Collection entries
--------------------

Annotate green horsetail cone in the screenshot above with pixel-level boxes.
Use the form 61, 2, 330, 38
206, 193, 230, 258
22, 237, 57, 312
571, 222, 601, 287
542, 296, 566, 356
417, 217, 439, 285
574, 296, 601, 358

--------------------

**PROBLEM REQUIREMENTS**. Rewrite the records with "screenshot" swapped for "image", keeping every other part as it is.

**FULL RESPONSE**.
Annotate green horsetail cone in the image above with pixel-level boxes.
Use the form 61, 2, 330, 38
206, 193, 230, 258
22, 237, 57, 312
571, 222, 601, 287
542, 296, 566, 356
417, 217, 439, 285
574, 296, 601, 358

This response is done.